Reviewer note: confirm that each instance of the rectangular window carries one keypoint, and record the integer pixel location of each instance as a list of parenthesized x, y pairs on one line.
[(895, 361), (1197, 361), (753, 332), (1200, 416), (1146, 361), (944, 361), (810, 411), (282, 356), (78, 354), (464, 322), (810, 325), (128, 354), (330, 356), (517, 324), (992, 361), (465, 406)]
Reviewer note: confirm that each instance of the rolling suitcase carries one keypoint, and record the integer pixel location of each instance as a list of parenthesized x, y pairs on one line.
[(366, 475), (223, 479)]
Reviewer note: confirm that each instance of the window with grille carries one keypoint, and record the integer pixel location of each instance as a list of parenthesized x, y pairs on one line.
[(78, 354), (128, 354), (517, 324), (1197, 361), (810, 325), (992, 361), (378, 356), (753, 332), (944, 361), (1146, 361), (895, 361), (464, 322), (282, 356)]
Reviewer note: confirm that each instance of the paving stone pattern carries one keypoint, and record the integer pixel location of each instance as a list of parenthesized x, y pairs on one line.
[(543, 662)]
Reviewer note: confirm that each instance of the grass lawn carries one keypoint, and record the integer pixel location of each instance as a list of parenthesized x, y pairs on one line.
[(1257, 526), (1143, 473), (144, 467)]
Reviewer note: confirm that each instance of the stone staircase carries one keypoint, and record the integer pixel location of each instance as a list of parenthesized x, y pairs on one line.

★ ★ ★ ★ ★ ★ ★

=== Exercise objective ===
What is wanted is an exact repeat of the lines from the one with "Reviewer note: confirm that each instance of the grass" through the last line of the listing above, and no other text.

=== Reply to the exercise ===
Reviewer note: confirm that each instance of the grass lawn carries one keypoint, and record the integer pixel location of each instance as a list of parenthesized x, y pairs on one line.
[(1257, 526), (1143, 473), (144, 467)]
Reviewer note: confirm that each instance of the stone staircase carries one keypoint, and record the integer pixel location of each instance as a list of parenthesized x, y pairs on one line.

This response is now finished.